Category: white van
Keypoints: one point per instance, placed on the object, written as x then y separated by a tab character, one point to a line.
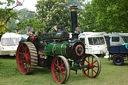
9	43
94	42
117	39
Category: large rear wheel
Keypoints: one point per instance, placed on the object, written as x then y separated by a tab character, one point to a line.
118	60
60	69
93	66
26	57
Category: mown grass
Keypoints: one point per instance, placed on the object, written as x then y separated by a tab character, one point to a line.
110	75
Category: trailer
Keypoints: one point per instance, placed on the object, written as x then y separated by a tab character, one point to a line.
118	47
95	42
9	43
118	54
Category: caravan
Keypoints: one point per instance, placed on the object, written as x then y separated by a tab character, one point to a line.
117	39
94	42
9	43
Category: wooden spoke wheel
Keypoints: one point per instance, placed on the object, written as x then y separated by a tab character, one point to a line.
26	57
93	66
60	69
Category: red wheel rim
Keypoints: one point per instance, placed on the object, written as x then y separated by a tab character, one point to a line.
118	60
23	58
94	67
60	70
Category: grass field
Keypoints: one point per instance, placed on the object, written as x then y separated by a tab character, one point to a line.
110	75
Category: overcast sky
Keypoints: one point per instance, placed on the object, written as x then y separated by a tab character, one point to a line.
29	4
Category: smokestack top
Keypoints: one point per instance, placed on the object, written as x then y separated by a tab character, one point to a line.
73	8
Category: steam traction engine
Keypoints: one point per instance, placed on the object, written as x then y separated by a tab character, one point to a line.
58	52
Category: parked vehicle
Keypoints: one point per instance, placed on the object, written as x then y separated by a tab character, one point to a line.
117	39
55	51
94	42
9	43
118	47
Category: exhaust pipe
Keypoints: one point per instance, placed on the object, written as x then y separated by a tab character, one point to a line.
73	10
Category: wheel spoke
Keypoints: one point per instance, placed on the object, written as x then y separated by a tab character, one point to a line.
86	61
58	74
21	53
61	73
94	61
56	65
95	66
88	71
91	70
23	57
94	71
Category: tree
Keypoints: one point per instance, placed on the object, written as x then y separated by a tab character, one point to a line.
5	15
111	15
55	12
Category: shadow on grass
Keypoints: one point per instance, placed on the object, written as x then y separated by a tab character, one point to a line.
7	57
42	70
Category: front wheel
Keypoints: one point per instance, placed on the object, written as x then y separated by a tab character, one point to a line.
60	69
93	66
118	60
26	57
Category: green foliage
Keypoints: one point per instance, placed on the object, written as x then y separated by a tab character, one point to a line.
109	16
110	75
5	15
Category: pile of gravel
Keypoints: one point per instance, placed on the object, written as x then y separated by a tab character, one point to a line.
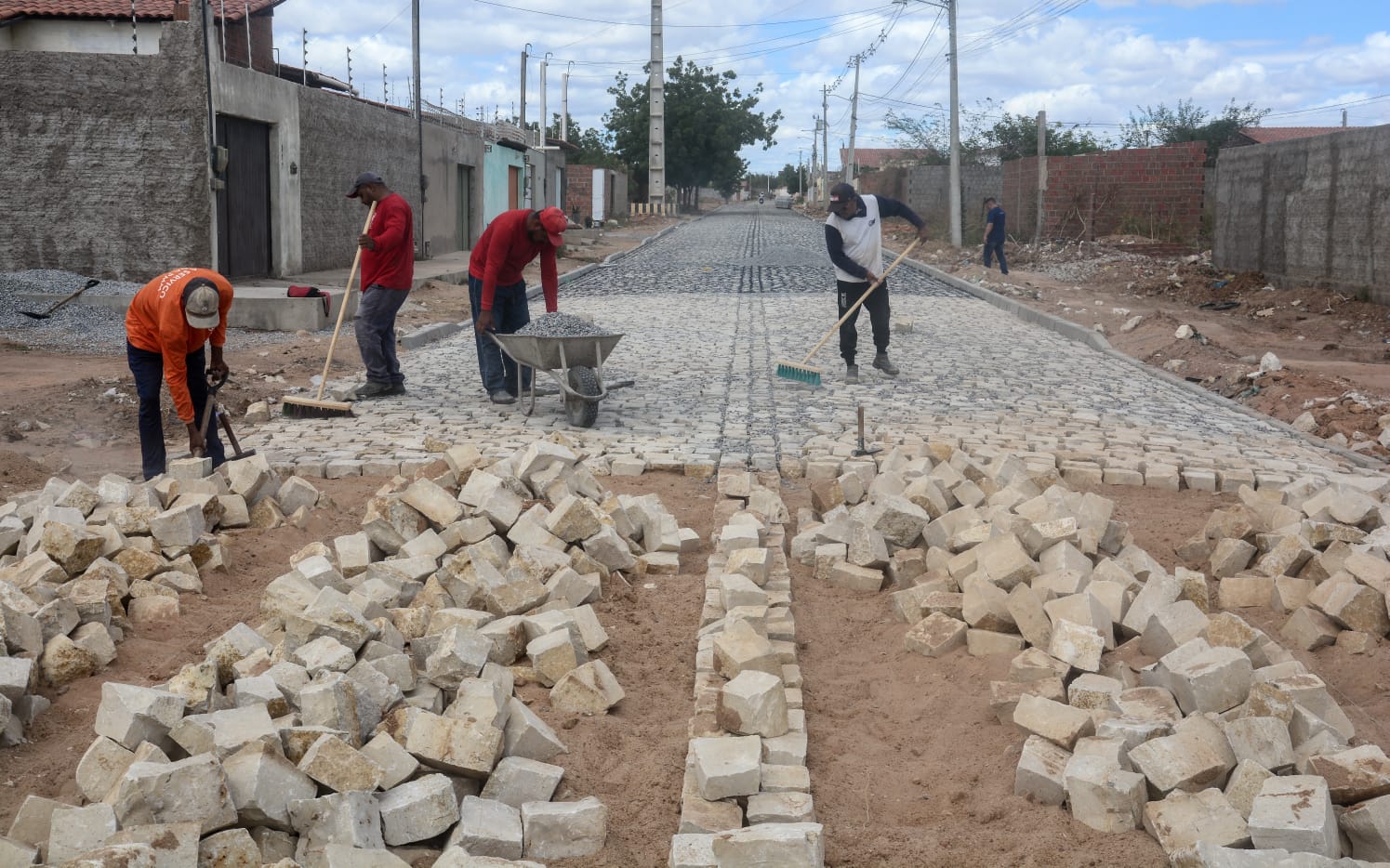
562	325
76	326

## YOUR INSTRUCTIONS
Render every line of the entries above as a numbered list, leaving out blank lines and the pictures.

## TASK SOLUTION
1. Category: white van
2. Keypoints: one point per instance, placed on the object, written as x then y separated by a tab character, one point to a line.
3. 9	43
4. 94	42
5. 117	39
6. Category: large rear wheel
7. Keypoints: one point per instance, placed on the object, written as x then y separated by a tab character, one point to a line.
8. 118	60
9. 60	69
10. 93	66
11. 26	57
12. Category: mown grass
13. Keypoints: one point per instance, placed on the object, written as x then y separated by a tab character, one point to a line.
14. 110	75
15. Category: trailer
16. Keypoints: one point per instance, placed on the object, written as x then y separated by a tab character, one point to a line.
17. 118	47
18. 95	42
19. 9	43
20. 118	54
21. Category: caravan
22. Keypoints: one point per instance, placed on the object, written as x then y separated by a tab character, one point to a line.
23. 117	39
24. 94	42
25. 9	43
26. Category: wooden spoke wheel
27. Keypoints: one point per instance, placed on the object, written as x then y separated by a tab character, one point to a line.
28. 26	57
29. 93	66
30. 60	69
31. Category: red wheel rim
32. Keypoints: one point per instance, placed on the object, written as x then y separated by a tab character, one point to a line.
33. 118	60
34. 23	58
35. 94	67
36. 60	70
37. Category: grass field
38. Keypoints: one point per instance, placed on the object, written as x then y separated by a tab character, one point to a line.
39. 110	75
40. Category: overcast sky
41. Keypoints: one point per instance, placed on the object, written as x then y separated by a tab character, one point to a line.
42. 29	4
43. Category: smokestack top
44. Keypoints: one point per instance, placed on the object, written as x then y separated by a tab character, one point to a line.
45. 73	8
46. Category: steam traction engine
47. Keypoints: one point per instance, placed on the object, written as x then y separated by a tab character, one point to a line.
48. 58	52
49. Category: parked vehicle
50. Keypoints: one point per instance, placed on the object, written as x then y separated by a tab character, one point to a line.
51. 117	39
52. 55	51
53. 94	42
54. 9	43
55. 118	47
56. Category: exhaust pipe
57. Keypoints: one point per instance, placed on the object, written as x then y separated by a tab character, one point to a line.
58. 73	10
59. Category: wheel spoke
60. Keypoints: one point per instance, placed on the object, written as x then y separated by a tab character, one point to a line.
61. 86	61
62. 58	74
63. 21	53
64. 61	73
65. 94	61
66. 56	65
67. 95	66
68. 88	71
69. 91	70
70. 23	57
71. 94	71
72. Category: tree
73. Keypoints: one point per instance, placed on the object, written as x then y separated by a tab character, one point to a line.
74. 5	15
75. 111	15
76. 55	12
77. Category: shadow on grass
78. Keypoints: one point per instance, placed on the object, written as x then y separated by a tab character, one point to a line.
79. 7	57
80. 42	70
81. Category: front wheel
82. Keypoints: one point per instance, placed on the object, written as x then y separated by a tab character, one point to a line.
83. 60	69
84. 93	66
85. 118	60
86. 26	57
87. Category: green foliage
88. Keypoints: one point per instance, placed on the object, written as x then y separated by a tab character, one point to a line.
89. 109	16
90. 110	75
91. 5	15
92. Category: pile of gravel
93. Keypoints: one point per instance, placed on the object, written as x then y separated by a tab character, one point to a line.
94. 562	325
95. 76	326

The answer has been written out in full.